Q) So this will be a matter of national security instead of just a trade war?

 

Musha) China is aiming to replace the United States as the world’s superpower. Once China’s ambitious had reached this point, the United States obviously could not allow this to happen. For many years, Musha Research has been saying that it would be only a matter of time until the United States started implementing policies that view China as the enemy. Now that time has finally come. Now US-China relations have gone beyond trade and the economy to encompass national security. If there are problems, US initiatives could even have a negative impact on the economy in the near future. This is what is making financial markets nervous. Perhaps hedge funds utilized this nervousness for manipulative sales to briefly push down stock prices and earn profits.

 

I expect that the fog created by this problem will dissipate within the next few weeks or months. No one knows what the result of the US switch to treating China as an enemy will be, so this will create instability. Nevertheless, for the time being, I don’t think this US stance will destroy the economy or US-China business relations. Once investors realize this, confidence will probably return to financial markets. As I have explained before, the United States cannot completely cut off China because of China’s position at the center of the global supply chain. China as well cannot shut out the United States. This would be suicide because China relies on the United States even more. The yuan has depreciated about 10% since the start of 2018. China’s weaker currency therefore offsets the 10% US hike on tariffs on imports from China. From a long-term standpoint, we will probably see a big decline in China’s position in the global supply chain. However, in the near future, I think the US-China cold war will have only a small effect on the Chinese economy.

_Information given_.
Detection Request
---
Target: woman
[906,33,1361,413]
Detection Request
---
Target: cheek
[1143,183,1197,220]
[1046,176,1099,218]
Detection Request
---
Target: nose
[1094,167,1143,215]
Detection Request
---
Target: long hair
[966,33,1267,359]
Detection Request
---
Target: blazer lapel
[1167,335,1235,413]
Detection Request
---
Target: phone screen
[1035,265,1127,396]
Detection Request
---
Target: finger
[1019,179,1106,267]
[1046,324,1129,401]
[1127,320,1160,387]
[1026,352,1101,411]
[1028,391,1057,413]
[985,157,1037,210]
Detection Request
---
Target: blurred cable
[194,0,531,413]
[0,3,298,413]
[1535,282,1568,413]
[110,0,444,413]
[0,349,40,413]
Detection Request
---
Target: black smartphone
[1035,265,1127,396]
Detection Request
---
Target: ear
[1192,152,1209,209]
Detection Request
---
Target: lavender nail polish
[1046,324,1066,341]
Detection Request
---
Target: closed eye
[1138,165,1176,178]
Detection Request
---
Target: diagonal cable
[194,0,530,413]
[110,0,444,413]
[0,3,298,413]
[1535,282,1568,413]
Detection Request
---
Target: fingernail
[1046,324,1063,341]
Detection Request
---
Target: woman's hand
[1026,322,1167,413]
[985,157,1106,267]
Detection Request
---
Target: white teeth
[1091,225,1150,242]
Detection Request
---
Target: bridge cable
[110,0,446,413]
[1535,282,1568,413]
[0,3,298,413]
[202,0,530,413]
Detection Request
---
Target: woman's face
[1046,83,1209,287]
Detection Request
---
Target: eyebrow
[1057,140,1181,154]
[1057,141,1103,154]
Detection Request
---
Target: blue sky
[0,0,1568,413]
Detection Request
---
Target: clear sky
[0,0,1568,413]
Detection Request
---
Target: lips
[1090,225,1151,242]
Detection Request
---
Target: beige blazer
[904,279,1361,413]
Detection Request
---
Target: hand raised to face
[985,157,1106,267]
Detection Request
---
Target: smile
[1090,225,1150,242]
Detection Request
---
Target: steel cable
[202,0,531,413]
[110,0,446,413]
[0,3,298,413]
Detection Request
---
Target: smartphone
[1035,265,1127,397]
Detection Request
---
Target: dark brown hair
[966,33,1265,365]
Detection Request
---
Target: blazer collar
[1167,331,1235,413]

_Exercise objective_. Resume the interview on US-China relations, picking up right after its final sentence.

_Solved problem_.
 

 

 

 

Determining an outlook for how this cold war will alter total demand in China and the United States is the most important point. I think there will be no change in US demand. But the cold war may affect China somewhat. The United States is bashing China and rejecting the country’s role as the world’s factory. Signs are emerging of a big slowdown in investments in China as companies are no longer able to make new investments. China’s machine tool orders to Japanese manufactures are decreasing and there are other signs of a downturn. Furthermore, China is imposing tight restrictions on foreign currency. For example, there may be a limit on how much foreign currency Chinese travelers can take out of the country. Also, the Chinese government could intervene to have a negative effect on sales of foreign products, especially US merchandise. Taking these actions would slightly reduce China’s total demand. At the same time, though, China is taking actions to prevent an economic slowdown. For instance, the reserve ratio on deposits has been cut several times and there are large public-sector spending programs. A severe economic decline in the midst of a trade war would dramatically erode the public’s confidence in the government. As a result, China will probably do whatever is necessary to prevent a decline in the economic growth rate. At some point, people will come to realize that the trade war will not severely impact the Chinese economy. Worries will decline and, after about one or two months, I think the economic outlook will become very clear.

 

 

 

 

Q) Prices of stocks of US and European companies with well-known brands have moved down during the past week or so. The reason is the expectation for China to tighten restrictions on imports of foreign merchandise from these companies. This appears to be a step to prevent the outflow of capital. Does that mean everything is all right in China as long as the government can control the economy?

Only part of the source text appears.